**Task requirements:**
Pull out each line from the rows below that contains the word "stripe", and copy those lines out unchanged.

**Listed entries:**
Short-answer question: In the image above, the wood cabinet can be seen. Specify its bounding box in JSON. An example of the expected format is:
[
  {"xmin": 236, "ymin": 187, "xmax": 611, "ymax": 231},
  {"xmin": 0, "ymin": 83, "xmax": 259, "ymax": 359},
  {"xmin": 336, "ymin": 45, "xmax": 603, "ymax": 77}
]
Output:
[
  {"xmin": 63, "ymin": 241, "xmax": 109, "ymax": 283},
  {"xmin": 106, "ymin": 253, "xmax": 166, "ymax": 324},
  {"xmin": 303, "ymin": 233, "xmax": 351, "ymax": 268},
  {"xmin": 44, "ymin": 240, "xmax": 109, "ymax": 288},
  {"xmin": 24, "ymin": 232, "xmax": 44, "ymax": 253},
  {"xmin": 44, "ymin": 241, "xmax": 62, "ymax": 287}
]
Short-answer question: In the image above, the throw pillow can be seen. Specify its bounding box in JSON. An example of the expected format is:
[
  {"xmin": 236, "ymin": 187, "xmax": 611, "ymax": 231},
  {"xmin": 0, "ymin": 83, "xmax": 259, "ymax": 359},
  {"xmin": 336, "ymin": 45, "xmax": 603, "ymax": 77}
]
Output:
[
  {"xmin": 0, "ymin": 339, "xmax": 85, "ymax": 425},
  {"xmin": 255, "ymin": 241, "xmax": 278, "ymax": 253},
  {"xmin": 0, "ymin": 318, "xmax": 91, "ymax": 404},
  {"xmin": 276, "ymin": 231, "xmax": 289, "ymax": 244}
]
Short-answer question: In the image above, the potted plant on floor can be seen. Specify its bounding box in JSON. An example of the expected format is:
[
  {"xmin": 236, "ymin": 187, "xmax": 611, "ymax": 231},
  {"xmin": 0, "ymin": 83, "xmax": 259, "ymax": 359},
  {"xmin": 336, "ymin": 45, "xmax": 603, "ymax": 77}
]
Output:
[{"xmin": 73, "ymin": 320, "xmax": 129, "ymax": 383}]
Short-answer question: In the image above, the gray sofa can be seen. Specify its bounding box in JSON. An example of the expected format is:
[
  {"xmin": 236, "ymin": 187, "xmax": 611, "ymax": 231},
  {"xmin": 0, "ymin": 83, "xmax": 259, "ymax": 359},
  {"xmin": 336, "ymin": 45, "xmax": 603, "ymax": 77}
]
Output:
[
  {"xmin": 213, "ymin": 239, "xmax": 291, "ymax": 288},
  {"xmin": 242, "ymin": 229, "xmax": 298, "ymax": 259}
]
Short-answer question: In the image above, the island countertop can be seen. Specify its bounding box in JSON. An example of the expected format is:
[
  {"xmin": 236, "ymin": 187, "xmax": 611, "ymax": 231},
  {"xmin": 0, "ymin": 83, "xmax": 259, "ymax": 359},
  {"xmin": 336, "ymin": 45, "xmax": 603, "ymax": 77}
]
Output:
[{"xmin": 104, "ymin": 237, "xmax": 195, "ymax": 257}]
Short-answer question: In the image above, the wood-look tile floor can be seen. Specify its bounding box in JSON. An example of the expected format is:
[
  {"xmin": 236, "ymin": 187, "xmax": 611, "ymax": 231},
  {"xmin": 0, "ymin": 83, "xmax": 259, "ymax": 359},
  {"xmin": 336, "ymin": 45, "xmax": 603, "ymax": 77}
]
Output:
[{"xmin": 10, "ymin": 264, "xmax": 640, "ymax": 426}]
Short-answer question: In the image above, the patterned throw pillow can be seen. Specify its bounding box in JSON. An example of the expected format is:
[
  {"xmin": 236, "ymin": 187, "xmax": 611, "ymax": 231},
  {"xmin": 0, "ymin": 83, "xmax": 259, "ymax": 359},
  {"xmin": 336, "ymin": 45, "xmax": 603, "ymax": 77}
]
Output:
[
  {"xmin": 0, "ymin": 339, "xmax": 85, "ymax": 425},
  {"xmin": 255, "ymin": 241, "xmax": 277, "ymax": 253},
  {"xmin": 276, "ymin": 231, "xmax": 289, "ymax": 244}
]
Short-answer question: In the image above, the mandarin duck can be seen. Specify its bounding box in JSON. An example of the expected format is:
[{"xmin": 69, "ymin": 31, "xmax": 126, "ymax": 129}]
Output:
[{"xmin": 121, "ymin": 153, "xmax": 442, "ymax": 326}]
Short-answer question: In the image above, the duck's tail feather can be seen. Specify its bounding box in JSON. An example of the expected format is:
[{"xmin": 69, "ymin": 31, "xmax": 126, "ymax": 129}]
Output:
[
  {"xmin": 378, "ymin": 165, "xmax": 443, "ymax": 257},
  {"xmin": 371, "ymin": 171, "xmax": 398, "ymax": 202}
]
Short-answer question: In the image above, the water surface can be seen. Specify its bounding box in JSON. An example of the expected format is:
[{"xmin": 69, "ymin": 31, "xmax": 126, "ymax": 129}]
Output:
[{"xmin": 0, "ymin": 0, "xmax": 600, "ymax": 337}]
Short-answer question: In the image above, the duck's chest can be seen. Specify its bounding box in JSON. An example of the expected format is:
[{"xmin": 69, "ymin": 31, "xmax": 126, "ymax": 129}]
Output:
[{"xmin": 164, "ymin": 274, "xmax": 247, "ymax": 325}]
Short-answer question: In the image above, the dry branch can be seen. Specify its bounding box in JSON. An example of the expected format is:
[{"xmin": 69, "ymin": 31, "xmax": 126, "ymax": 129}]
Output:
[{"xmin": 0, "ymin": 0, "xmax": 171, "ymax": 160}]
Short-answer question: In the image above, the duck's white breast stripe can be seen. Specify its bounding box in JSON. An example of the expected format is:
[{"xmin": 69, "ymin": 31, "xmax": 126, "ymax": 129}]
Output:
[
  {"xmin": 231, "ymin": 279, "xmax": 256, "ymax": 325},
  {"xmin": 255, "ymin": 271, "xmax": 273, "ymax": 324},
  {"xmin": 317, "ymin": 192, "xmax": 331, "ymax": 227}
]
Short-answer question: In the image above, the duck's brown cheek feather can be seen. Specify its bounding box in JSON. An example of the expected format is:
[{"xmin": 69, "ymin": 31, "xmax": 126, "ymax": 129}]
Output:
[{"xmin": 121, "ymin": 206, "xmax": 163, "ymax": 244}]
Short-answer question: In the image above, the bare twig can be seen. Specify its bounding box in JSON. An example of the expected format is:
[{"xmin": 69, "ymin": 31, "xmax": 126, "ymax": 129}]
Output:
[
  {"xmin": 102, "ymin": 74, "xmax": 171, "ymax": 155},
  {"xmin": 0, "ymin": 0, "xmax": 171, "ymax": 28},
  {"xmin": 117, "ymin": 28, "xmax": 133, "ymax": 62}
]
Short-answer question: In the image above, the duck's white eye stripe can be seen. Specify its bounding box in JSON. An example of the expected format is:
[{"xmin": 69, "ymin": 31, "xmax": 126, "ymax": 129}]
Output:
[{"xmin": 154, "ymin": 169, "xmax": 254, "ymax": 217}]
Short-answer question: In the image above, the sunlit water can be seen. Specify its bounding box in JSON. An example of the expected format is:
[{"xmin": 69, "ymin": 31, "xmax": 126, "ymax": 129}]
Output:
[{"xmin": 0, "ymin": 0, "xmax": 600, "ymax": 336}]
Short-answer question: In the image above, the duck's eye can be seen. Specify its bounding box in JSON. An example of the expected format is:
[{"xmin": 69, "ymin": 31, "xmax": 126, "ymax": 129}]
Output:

**Result for this task:**
Short-answer question: In the image above, the duck's white breast stripe can be seen. Specify its bounding box in JSON. An example of the expected format is:
Short-answer question: In the image above, the duck's white eye stripe can be seen. Specify its bounding box in JSON. An example of the expected format is:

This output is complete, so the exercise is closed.